Directions for this task:
The lines to be set down run from the line containing "Task: point out every instance of the ground floor" through the final line of the data below; print them exactly and print nothing else.

>> START Supplied material

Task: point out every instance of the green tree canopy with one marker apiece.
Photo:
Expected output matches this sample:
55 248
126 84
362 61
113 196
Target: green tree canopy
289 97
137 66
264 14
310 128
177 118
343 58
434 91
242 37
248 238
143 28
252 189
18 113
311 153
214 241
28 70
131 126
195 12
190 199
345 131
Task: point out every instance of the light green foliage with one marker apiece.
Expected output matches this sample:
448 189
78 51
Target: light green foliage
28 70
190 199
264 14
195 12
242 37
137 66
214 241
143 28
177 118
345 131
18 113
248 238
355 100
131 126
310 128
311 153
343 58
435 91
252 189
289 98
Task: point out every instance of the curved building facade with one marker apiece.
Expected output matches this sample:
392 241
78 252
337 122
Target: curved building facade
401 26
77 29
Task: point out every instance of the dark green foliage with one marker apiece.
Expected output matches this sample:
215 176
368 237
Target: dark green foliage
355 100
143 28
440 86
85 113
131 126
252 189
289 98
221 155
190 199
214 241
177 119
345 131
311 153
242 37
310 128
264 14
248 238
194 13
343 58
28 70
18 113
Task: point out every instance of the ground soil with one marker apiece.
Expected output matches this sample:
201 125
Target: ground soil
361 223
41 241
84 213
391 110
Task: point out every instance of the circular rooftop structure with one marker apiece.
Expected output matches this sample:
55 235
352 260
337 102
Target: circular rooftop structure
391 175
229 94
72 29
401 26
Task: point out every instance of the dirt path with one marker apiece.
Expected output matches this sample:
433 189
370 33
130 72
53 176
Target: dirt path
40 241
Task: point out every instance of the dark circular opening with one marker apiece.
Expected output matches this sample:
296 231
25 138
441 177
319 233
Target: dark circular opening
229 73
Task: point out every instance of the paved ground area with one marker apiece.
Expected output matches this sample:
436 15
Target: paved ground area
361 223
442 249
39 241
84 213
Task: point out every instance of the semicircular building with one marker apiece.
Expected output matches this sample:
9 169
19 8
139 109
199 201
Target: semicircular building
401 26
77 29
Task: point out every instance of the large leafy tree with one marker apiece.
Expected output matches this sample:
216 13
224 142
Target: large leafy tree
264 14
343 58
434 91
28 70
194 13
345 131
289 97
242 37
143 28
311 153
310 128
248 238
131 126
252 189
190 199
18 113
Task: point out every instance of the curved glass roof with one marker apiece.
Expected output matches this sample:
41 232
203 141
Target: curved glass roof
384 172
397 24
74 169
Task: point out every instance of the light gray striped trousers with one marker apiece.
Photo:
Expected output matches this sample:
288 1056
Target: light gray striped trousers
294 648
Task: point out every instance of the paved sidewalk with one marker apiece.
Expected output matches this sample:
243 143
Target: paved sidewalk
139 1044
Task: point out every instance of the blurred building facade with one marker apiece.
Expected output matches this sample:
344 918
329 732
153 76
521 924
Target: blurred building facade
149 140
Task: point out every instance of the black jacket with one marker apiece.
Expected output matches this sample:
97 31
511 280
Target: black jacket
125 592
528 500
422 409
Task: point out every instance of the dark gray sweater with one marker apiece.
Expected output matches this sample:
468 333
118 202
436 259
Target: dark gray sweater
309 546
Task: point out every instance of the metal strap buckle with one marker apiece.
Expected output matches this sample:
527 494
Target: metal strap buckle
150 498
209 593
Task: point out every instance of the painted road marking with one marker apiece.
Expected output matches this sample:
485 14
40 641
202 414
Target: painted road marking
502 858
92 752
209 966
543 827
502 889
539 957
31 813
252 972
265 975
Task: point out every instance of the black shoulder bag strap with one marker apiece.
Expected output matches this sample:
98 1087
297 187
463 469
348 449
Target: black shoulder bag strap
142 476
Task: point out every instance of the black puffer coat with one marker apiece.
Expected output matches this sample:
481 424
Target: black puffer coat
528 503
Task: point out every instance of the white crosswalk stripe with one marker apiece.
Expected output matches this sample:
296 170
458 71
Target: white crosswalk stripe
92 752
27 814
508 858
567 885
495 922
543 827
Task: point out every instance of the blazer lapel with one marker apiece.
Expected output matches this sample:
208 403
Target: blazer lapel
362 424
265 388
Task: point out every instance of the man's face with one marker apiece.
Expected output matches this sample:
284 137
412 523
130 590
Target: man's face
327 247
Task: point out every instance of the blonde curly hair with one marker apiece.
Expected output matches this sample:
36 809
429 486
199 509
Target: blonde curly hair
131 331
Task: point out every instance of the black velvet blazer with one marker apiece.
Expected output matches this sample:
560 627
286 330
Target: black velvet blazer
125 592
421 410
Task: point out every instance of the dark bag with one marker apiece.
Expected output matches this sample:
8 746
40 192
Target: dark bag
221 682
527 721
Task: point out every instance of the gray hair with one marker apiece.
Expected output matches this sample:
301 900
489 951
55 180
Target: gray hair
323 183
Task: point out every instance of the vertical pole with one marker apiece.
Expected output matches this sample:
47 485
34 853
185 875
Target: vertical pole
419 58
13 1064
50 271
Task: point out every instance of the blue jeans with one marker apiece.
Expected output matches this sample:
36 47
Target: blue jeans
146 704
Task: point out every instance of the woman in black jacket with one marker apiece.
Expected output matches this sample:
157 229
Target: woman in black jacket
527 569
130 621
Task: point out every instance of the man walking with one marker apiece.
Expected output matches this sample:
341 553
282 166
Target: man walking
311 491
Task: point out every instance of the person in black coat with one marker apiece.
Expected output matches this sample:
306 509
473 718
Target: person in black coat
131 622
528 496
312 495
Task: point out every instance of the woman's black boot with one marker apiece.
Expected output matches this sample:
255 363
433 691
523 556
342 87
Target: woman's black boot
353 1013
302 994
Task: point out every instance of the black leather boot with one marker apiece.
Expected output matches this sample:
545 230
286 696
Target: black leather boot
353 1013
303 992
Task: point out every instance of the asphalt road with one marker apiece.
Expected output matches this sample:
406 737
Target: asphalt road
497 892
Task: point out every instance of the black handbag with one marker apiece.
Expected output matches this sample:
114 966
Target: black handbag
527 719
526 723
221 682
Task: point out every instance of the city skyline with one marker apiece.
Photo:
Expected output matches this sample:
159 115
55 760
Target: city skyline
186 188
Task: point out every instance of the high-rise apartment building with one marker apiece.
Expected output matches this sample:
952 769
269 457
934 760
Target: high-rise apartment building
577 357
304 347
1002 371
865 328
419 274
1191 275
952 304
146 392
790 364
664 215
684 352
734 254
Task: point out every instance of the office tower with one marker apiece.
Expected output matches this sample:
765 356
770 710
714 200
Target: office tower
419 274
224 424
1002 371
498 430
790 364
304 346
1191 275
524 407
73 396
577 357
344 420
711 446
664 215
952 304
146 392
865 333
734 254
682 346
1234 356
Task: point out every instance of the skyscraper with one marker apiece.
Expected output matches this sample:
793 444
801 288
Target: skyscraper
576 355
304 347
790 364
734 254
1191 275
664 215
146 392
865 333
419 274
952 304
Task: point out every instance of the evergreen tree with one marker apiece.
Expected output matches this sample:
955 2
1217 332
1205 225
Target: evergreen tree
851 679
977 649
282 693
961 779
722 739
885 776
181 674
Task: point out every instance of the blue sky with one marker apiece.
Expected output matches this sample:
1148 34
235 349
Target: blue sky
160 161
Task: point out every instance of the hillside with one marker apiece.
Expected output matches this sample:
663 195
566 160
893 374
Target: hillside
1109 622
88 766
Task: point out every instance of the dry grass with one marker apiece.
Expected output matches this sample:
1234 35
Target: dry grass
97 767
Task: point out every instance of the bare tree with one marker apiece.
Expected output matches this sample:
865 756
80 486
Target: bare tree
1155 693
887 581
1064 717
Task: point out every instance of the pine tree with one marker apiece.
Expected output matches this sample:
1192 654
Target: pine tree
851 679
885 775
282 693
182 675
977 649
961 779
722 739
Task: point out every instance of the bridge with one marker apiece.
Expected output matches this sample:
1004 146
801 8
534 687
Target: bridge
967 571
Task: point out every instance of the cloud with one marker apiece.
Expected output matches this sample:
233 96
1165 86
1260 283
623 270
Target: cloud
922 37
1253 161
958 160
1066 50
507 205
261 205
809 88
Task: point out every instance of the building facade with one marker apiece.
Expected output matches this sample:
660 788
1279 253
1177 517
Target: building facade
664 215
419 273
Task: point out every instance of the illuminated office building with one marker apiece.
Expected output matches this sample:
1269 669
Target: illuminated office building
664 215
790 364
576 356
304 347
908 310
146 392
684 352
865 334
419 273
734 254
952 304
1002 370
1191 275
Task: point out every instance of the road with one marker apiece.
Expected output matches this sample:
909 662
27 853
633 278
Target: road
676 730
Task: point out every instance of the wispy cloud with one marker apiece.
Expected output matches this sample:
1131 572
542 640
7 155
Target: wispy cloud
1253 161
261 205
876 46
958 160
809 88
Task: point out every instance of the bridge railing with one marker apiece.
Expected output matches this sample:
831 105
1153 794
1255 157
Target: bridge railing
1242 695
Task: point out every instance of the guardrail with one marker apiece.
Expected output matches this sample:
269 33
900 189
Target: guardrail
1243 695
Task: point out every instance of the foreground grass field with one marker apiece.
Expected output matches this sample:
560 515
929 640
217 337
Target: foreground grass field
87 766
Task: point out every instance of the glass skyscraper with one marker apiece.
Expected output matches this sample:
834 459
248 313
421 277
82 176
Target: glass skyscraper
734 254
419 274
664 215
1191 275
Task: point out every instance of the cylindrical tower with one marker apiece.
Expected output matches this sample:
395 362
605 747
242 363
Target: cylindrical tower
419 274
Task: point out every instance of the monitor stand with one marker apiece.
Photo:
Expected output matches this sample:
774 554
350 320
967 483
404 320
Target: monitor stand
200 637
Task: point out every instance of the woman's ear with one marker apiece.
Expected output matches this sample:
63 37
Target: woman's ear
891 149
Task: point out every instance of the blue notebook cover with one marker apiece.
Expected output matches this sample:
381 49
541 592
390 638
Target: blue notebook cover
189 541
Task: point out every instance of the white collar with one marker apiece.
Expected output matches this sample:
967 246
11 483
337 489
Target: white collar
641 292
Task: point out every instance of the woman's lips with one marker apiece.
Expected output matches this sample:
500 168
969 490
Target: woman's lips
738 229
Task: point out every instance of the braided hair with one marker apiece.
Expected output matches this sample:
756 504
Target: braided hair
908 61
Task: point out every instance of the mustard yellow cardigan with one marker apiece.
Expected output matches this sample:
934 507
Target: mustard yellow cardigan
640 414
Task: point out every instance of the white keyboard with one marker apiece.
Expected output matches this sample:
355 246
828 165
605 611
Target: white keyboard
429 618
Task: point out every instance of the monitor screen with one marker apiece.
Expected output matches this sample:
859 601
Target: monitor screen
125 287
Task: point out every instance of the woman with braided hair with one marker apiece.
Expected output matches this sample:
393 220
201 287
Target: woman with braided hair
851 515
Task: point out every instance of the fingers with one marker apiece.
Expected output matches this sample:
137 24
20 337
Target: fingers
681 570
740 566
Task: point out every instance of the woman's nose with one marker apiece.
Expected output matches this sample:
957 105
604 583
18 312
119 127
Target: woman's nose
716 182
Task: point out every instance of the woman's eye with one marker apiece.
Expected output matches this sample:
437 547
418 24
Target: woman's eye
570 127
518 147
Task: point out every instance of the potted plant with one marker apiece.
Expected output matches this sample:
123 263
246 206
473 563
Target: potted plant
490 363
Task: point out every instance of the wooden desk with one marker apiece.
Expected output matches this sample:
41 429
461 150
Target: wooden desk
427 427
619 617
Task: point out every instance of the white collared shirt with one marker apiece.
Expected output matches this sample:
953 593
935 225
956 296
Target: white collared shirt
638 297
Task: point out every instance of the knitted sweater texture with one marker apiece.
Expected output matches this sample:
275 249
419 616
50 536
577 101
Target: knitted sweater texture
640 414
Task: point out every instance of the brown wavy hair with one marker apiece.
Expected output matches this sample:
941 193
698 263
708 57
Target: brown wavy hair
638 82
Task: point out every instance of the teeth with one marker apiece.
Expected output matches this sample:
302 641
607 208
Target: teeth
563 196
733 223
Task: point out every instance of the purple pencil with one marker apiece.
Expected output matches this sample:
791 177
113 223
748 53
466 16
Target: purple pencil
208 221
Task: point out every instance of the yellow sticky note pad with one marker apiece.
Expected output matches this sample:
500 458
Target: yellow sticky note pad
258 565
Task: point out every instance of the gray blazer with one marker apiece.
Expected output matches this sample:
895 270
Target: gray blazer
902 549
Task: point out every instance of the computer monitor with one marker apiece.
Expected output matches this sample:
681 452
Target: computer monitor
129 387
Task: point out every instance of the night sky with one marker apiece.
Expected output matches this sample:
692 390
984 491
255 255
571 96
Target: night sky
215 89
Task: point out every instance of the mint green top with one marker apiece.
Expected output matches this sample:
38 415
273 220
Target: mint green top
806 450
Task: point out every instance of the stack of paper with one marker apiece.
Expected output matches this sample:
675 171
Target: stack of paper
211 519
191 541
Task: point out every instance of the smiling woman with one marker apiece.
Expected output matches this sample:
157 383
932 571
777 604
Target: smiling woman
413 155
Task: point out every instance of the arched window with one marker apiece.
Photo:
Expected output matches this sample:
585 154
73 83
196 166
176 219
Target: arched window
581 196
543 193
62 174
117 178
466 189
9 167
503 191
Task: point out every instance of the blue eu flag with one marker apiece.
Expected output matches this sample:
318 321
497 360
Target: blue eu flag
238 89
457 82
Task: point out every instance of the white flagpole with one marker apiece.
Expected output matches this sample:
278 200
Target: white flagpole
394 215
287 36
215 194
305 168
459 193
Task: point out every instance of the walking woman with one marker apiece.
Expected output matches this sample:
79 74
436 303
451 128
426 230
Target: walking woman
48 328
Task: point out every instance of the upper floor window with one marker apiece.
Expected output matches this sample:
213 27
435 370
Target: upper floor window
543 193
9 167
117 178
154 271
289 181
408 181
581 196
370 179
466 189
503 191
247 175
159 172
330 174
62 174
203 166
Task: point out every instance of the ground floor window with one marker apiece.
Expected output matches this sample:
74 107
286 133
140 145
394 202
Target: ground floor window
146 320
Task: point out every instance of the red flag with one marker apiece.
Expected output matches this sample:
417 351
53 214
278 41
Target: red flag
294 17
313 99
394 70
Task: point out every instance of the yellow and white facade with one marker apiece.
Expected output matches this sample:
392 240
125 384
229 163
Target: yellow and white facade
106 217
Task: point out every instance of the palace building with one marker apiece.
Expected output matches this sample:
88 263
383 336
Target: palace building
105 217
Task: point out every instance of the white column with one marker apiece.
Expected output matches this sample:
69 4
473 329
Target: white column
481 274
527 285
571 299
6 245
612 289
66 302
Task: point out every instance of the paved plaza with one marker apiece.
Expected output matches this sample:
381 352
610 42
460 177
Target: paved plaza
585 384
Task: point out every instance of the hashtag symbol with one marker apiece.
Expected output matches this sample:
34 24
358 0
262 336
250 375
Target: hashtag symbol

>> END Supplied material

Complete response:
Task: point out every instance of the ground floor window with one marker apiece.
Expected output matches this sample:
74 107
286 133
140 145
394 202
Target: ground floor window
146 320
Task: point out every instance of the red flag with one marker apiece.
Expected output matches this sample:
417 351
53 214
278 41
Target: red flag
294 17
313 99
394 70
Task: point out every instance of the yellow and white facade with one marker apiece.
Expected output matches this sample:
392 240
125 384
229 163
Target: yellow and white facade
106 217
Task: point out every instance of the palace building with one marker apiece.
Expected output matches this sample:
88 263
383 336
Target: palace building
105 217
Task: point out every instance of the white column with one marker apiece.
Expected output matches this sample:
69 4
473 329
Target: white column
481 274
527 285
571 299
6 245
612 289
66 302
Task: point out every instance of the paved plaza with one marker apiece.
Expected output matches this sample:
381 352
610 42
460 177
Target: paved plaza
585 384
Task: point out every instance of the hashtag symbol with one marker apiece.
Expected output matches this sample:
34 24
358 0
262 336
250 375
Target: hashtag symbol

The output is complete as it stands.